* Written problem
Return all of the entries below verbatim, line for line, leaving out the pictures.

* Records provided

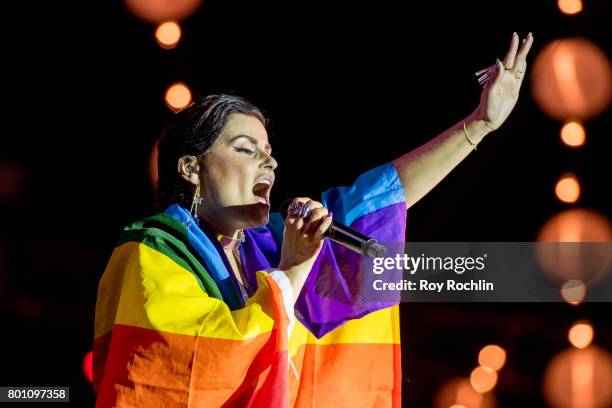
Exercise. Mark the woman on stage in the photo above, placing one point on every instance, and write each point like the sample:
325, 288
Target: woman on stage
216, 302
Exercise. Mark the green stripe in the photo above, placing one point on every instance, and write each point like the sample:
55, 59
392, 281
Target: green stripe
166, 235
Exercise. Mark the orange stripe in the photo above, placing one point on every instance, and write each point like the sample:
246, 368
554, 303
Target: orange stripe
347, 375
150, 368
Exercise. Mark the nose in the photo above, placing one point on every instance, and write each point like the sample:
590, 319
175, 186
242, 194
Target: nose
269, 162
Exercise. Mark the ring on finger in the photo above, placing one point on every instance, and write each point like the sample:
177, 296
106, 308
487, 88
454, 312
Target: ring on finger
295, 208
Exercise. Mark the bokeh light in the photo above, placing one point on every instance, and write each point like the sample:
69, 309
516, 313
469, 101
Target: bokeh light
168, 34
492, 356
483, 379
567, 188
579, 378
178, 96
581, 334
573, 134
88, 366
576, 225
567, 247
573, 292
459, 392
570, 6
570, 78
157, 11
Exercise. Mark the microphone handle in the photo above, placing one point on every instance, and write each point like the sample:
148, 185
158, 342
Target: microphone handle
354, 240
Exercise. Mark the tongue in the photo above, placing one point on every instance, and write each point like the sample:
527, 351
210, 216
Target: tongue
260, 192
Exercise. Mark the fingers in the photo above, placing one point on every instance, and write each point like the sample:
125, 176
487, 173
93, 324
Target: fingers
314, 221
499, 72
525, 47
324, 226
301, 211
511, 54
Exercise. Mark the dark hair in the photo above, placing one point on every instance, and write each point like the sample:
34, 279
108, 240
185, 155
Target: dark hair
193, 131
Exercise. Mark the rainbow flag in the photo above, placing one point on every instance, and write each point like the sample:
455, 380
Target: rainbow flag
174, 329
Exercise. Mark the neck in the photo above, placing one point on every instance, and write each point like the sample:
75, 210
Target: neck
228, 237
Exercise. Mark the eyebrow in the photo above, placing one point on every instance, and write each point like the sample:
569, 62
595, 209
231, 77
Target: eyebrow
252, 140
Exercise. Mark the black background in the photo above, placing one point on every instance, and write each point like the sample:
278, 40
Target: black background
347, 86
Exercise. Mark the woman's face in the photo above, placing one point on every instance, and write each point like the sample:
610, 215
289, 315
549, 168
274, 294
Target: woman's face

* Answer to the task
Exercise. Mark the woman on stage in the photo above, placing one point on every instance, and write each point like the sample:
325, 288
Target: woman on stage
216, 302
Exercise. Mark the green stripe in the photo above, placing one point on every instance, and write each point like the sample:
55, 59
392, 281
Target: green stripe
166, 235
Exercise. Mark the orange stripe in the photo above, placing one point on every instance, and write each point like the sample:
246, 368
554, 303
Target: orange stripe
347, 375
150, 368
Exercise. Mark the nose in the photo above, placing one point on every instance, and write each point like the sample:
590, 319
175, 186
242, 194
Target: nose
269, 162
Exercise. Mark the ring on finger in the photo above, placing one point on every instance, and write each point like the sample:
177, 296
106, 308
487, 88
454, 312
Target: ring on finger
295, 208
Exercise. Mark the bokeh light in the photo above, placing one point on every instance, and write each point like the sample:
69, 309
516, 313
469, 101
Target: bokeh light
168, 34
492, 356
483, 379
567, 188
579, 378
178, 96
581, 334
573, 134
88, 366
576, 225
567, 247
573, 292
459, 392
570, 6
570, 78
157, 11
Exercise. Mark the microphone handle in the photo above, placing one point on every instance, and write each point like the sample:
148, 185
158, 342
Target: microphone handle
354, 240
Exercise. Mark the tongue in the photo above, placing one point on every instance, and write each point like the sample:
527, 351
210, 216
Target: tongue
260, 192
Exercise. Mark the fingers in the photo above, placing one point on every instance, and write each point like the sample:
125, 176
487, 173
93, 324
Target: fingers
314, 221
499, 72
525, 47
324, 226
301, 211
511, 54
Exercise. Mark the dark hair in the photo above, placing one point on every instance, and write each point like the sample:
34, 279
108, 240
185, 155
Target: dark hair
193, 131
Exercise. Mark the rainbow flag in the photo above, placing one point on every instance, and write each point like the sample:
455, 380
Target: rainbow flag
174, 329
Exercise. Mark the neck in the photo above, placing one point on every instance, and write each point like the sample:
75, 210
Target: neck
228, 237
Exercise. Mark the eyebrow in the photo above, placing one point on every instance, and write each point like the sample:
569, 62
595, 209
231, 77
Target: eyebrow
252, 140
Exercise. Mark the black background in the photo above, placing one point on every instance, and write each point like the sample:
278, 40
Target: black background
347, 86
Exercise. Mark the woman's face in the photo above, placing one point on every instance, and write each point like the sample:
610, 215
289, 315
549, 168
274, 294
Target: woman's face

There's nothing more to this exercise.